[Exercise prompt]
Please output the entries below from the line that contains "Reviewer check: each instance of the woman in white" through the final line, reproduced exactly and alone.

(Stored data entries)
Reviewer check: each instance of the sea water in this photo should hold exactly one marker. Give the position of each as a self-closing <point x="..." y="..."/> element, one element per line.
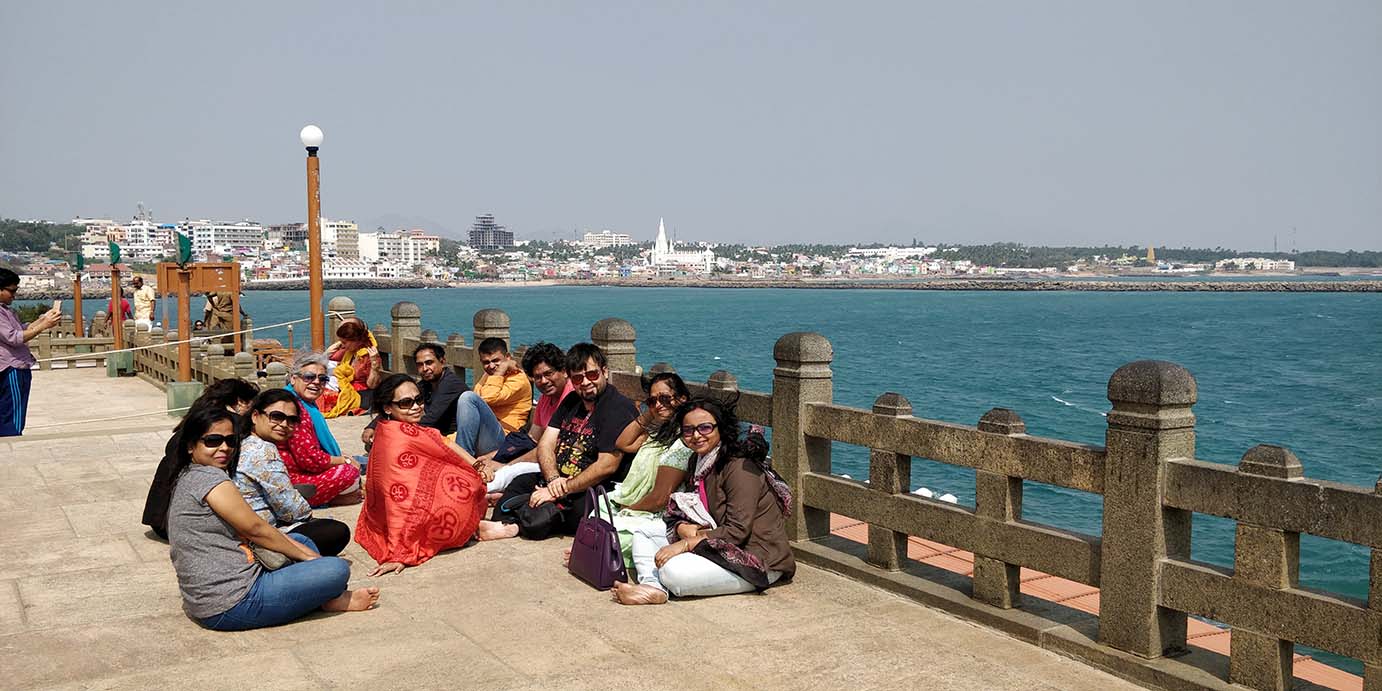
<point x="1297" y="369"/>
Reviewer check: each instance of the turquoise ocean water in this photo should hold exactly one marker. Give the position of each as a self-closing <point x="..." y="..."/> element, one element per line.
<point x="1301" y="371"/>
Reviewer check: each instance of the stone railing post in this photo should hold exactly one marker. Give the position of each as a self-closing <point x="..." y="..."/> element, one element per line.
<point x="722" y="380"/>
<point x="408" y="325"/>
<point x="275" y="375"/>
<point x="802" y="376"/>
<point x="617" y="337"/>
<point x="998" y="498"/>
<point x="245" y="366"/>
<point x="216" y="362"/>
<point x="488" y="324"/>
<point x="1373" y="672"/>
<point x="889" y="473"/>
<point x="1149" y="424"/>
<point x="1265" y="557"/>
<point x="337" y="310"/>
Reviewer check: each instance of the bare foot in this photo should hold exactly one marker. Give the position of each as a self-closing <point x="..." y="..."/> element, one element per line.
<point x="354" y="498"/>
<point x="632" y="593"/>
<point x="355" y="600"/>
<point x="496" y="531"/>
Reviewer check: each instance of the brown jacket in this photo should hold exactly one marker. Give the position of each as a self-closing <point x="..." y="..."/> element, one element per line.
<point x="748" y="514"/>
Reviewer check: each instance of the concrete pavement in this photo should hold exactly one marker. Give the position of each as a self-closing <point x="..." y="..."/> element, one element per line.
<point x="89" y="600"/>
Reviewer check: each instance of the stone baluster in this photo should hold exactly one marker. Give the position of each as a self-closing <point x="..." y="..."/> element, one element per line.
<point x="275" y="375"/>
<point x="408" y="326"/>
<point x="998" y="498"/>
<point x="337" y="310"/>
<point x="1265" y="557"/>
<point x="245" y="369"/>
<point x="488" y="324"/>
<point x="722" y="382"/>
<point x="889" y="473"/>
<point x="802" y="377"/>
<point x="1373" y="669"/>
<point x="1149" y="424"/>
<point x="214" y="362"/>
<point x="617" y="339"/>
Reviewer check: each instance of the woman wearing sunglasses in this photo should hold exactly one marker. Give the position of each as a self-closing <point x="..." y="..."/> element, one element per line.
<point x="210" y="527"/>
<point x="311" y="453"/>
<point x="263" y="478"/>
<point x="657" y="470"/>
<point x="424" y="494"/>
<point x="730" y="527"/>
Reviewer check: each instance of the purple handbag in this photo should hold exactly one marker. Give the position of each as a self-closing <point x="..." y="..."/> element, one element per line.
<point x="594" y="554"/>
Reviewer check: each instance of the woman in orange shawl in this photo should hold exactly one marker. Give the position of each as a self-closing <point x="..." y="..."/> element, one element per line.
<point x="355" y="366"/>
<point x="423" y="494"/>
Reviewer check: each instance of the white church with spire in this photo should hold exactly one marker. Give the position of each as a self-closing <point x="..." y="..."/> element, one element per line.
<point x="665" y="257"/>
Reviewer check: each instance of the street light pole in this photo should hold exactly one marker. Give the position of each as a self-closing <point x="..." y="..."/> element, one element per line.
<point x="311" y="137"/>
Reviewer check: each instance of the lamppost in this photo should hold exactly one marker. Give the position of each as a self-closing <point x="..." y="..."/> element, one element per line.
<point x="311" y="137"/>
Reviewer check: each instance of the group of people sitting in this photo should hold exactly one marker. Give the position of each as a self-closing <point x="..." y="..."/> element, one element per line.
<point x="697" y="506"/>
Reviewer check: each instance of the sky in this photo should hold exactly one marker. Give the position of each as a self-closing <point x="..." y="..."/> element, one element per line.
<point x="1176" y="123"/>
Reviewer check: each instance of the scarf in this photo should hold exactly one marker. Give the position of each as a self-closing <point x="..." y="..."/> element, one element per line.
<point x="643" y="471"/>
<point x="420" y="496"/>
<point x="348" y="398"/>
<point x="324" y="434"/>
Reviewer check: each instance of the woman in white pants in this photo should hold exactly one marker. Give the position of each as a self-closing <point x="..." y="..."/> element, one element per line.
<point x="730" y="528"/>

[Answer box]
Reviewer check: each instance of the woman in white pants in this photo should hold exactly one marker. Give the position of each as a self-closing <point x="..." y="..."/> element, one element per line.
<point x="730" y="528"/>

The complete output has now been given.